* **WHAT THE TASK REQUIRES**: Put the records into a two-column CSV with the columns "prompt_text" and "target", one row per record. Include only the records starting at the line containing "Find the low" and ending at the last record, with both ends included, and put each field in double quotes with its line breaks replaced by spaces.

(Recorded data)
· · ·
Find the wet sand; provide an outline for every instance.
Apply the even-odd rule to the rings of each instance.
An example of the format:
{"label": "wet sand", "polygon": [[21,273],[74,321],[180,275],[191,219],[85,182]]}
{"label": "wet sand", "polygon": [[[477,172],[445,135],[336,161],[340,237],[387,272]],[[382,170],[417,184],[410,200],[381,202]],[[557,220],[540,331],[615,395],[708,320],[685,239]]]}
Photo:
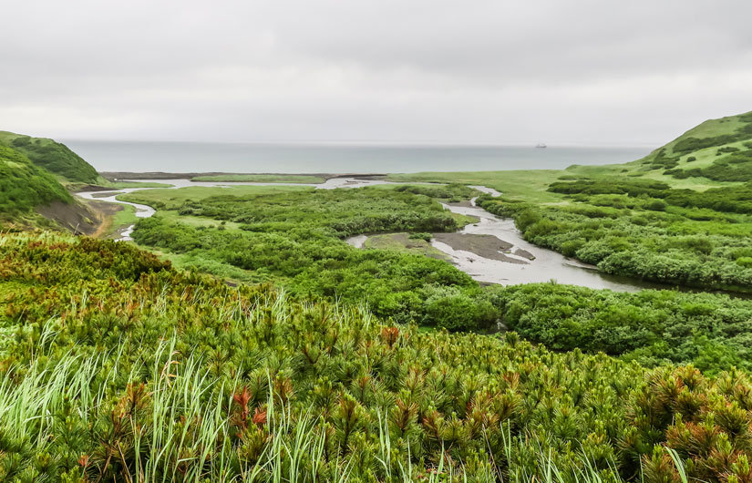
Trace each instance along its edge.
{"label": "wet sand", "polygon": [[509,253],[510,249],[514,245],[494,235],[461,232],[434,233],[433,239],[436,242],[450,246],[453,250],[471,252],[480,258],[498,260],[508,263],[528,263],[528,262],[524,260],[507,256],[505,253]]}

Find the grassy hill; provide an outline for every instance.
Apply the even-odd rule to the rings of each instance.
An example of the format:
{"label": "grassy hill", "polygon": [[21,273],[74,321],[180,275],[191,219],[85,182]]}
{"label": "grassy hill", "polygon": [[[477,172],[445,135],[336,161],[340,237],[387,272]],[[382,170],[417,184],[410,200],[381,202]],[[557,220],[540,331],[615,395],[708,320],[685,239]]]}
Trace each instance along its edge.
{"label": "grassy hill", "polygon": [[21,152],[36,166],[66,181],[96,183],[99,180],[97,170],[65,144],[7,131],[0,131],[0,144]]}
{"label": "grassy hill", "polygon": [[0,146],[0,217],[9,220],[55,201],[69,203],[73,199],[52,174],[20,152]]}
{"label": "grassy hill", "polygon": [[710,119],[637,161],[675,179],[752,180],[752,112]]}

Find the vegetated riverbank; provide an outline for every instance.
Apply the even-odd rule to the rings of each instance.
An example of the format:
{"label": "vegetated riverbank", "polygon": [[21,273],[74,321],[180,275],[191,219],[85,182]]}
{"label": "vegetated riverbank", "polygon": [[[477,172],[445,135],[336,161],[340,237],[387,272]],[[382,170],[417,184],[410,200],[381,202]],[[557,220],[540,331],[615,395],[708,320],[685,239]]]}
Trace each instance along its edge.
{"label": "vegetated riverbank", "polygon": [[[745,349],[752,333],[752,311],[746,300],[676,291],[617,293],[549,283],[479,286],[456,266],[426,256],[428,249],[439,252],[425,241],[428,233],[459,228],[428,194],[441,195],[445,205],[482,211],[469,202],[477,192],[464,186],[377,184],[328,190],[250,184],[144,190],[127,196],[159,207],[133,233],[139,243],[180,267],[224,279],[273,282],[294,294],[366,303],[379,317],[428,327],[485,331],[500,323],[502,328],[519,330],[530,340],[557,349],[607,351],[646,365],[692,363],[713,373],[732,365],[747,367],[752,360]],[[449,201],[463,197],[465,201]],[[462,224],[467,222],[466,215],[456,216],[465,216]],[[491,233],[517,232],[510,220],[483,216],[489,219],[488,225],[476,218],[462,230],[487,226]],[[444,231],[426,224],[437,222]],[[342,242],[347,235],[364,231],[401,232],[416,246],[400,250],[392,244],[397,242],[392,235],[378,239],[384,242],[381,249],[356,250]],[[515,242],[510,251],[520,261],[530,262],[532,256],[535,263],[545,260],[541,252],[548,252],[563,263],[576,263],[532,245],[519,233],[517,237],[501,236]],[[527,257],[519,248],[530,249]],[[535,266],[499,263],[511,273]],[[541,266],[539,275],[548,282],[551,272]],[[571,267],[575,268],[603,277]]]}
{"label": "vegetated riverbank", "polygon": [[752,457],[741,371],[421,332],[129,243],[0,233],[0,258],[5,481],[741,481]]}

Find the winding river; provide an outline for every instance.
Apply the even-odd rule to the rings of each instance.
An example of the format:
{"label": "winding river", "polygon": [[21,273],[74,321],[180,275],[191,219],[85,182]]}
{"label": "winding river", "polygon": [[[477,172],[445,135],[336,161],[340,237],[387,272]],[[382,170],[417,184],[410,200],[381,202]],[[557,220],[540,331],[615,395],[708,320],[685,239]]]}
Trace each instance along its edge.
{"label": "winding river", "polygon": [[[160,180],[160,183],[172,185],[170,189],[186,188],[190,186],[231,187],[238,185],[249,186],[313,186],[320,190],[335,188],[360,188],[376,184],[405,184],[389,181],[360,180],[355,178],[331,178],[321,184],[302,183],[262,183],[262,182],[219,182],[219,181],[191,181],[190,180]],[[410,183],[417,184],[417,183]],[[499,196],[501,193],[484,186],[472,186],[479,191]],[[136,216],[149,218],[155,213],[150,206],[121,201],[118,195],[154,188],[129,188],[113,191],[81,191],[77,196],[86,200],[117,202],[130,205],[136,208]],[[611,289],[618,292],[637,292],[644,288],[670,288],[660,285],[641,283],[626,277],[616,277],[601,273],[594,266],[582,263],[576,260],[567,258],[561,253],[537,247],[522,239],[521,233],[514,226],[510,219],[495,216],[482,208],[476,206],[475,199],[470,203],[444,204],[444,207],[455,213],[461,213],[478,218],[477,223],[467,225],[453,236],[451,244],[445,234],[437,233],[431,241],[431,245],[446,253],[458,269],[469,274],[480,283],[514,285],[518,283],[541,283],[556,281],[559,283],[582,285],[596,289]],[[129,226],[118,240],[129,241],[133,231],[133,225]],[[466,248],[467,240],[479,239],[489,245],[489,237],[494,237],[496,245],[500,245],[498,252],[489,252],[488,249],[482,256]],[[351,237],[346,242],[357,248],[362,248],[368,239],[367,235]],[[458,243],[459,242],[459,243]],[[472,244],[469,244],[472,245]],[[493,243],[491,243],[493,245]],[[494,249],[493,252],[496,252]]]}

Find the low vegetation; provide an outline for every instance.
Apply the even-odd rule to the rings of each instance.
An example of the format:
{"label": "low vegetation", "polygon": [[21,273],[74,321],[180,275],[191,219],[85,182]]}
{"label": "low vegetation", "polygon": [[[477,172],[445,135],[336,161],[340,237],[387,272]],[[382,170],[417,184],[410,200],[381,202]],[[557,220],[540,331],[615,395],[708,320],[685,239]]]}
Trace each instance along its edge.
{"label": "low vegetation", "polygon": [[195,176],[191,181],[245,181],[254,183],[319,184],[326,180],[321,176],[302,174],[212,174]]}
{"label": "low vegetation", "polygon": [[486,293],[452,265],[407,252],[358,250],[343,241],[364,232],[455,231],[457,217],[426,193],[469,196],[471,190],[244,190],[251,194],[214,190],[214,196],[188,200],[179,190],[123,198],[160,210],[139,222],[138,243],[190,257],[216,274],[236,278],[242,269],[252,277],[241,280],[274,281],[296,294],[365,300],[378,316],[400,323],[468,330],[494,322]]}
{"label": "low vegetation", "polygon": [[752,287],[750,185],[703,193],[660,181],[602,178],[551,183],[567,204],[486,198],[524,237],[605,272],[670,284]]}
{"label": "low vegetation", "polygon": [[[0,236],[5,481],[744,481],[752,385]],[[39,263],[44,260],[45,263]]]}
{"label": "low vegetation", "polygon": [[14,221],[39,205],[71,200],[54,176],[18,151],[0,146],[0,220]]}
· · ·
* **SOLUTION TO THIS EXERCISE**:
prompt_text,target
"Find the low vegetation; provide an outline for every instance. Apply the even-odd rule to the rings of each instance. An example of the format: {""label"": ""low vegetation"", ""polygon"": [[21,273],[74,321],[180,275],[191,219],[85,182]]} {""label"": ""low vegetation"", ""polygon"": [[[477,172],[445,135],[336,161],[340,237],[387,272]],[[382,170],[417,184],[410,200],[381,202]],[[557,220],[540,331],[615,395],[708,320],[685,239]]]} Trace each instance along its edge.","{""label"": ""low vegetation"", ""polygon"": [[195,176],[191,181],[245,181],[254,183],[319,184],[326,180],[321,176],[302,174],[212,174]]} {""label"": ""low vegetation"", ""polygon"": [[486,293],[452,265],[407,252],[358,250],[343,241],[364,232],[455,231],[457,217],[426,193],[469,196],[471,190],[244,190],[251,194],[214,190],[214,196],[188,200],[179,190],[123,198],[160,210],[139,222],[138,243],[190,257],[216,274],[236,278],[242,269],[252,277],[241,280],[274,281],[296,294],[365,300],[378,316],[400,323],[468,330],[494,322]]} {""label"": ""low vegetation"", ""polygon"": [[752,287],[750,185],[703,193],[660,181],[602,178],[551,183],[567,204],[486,198],[524,237],[605,272],[670,284]]} {""label"": ""low vegetation"", ""polygon"": [[[0,236],[5,481],[744,481],[752,385]],[[39,263],[44,260],[45,263]]]} {""label"": ""low vegetation"", ""polygon"": [[14,221],[39,205],[71,200],[54,176],[18,151],[0,146],[0,220]]}"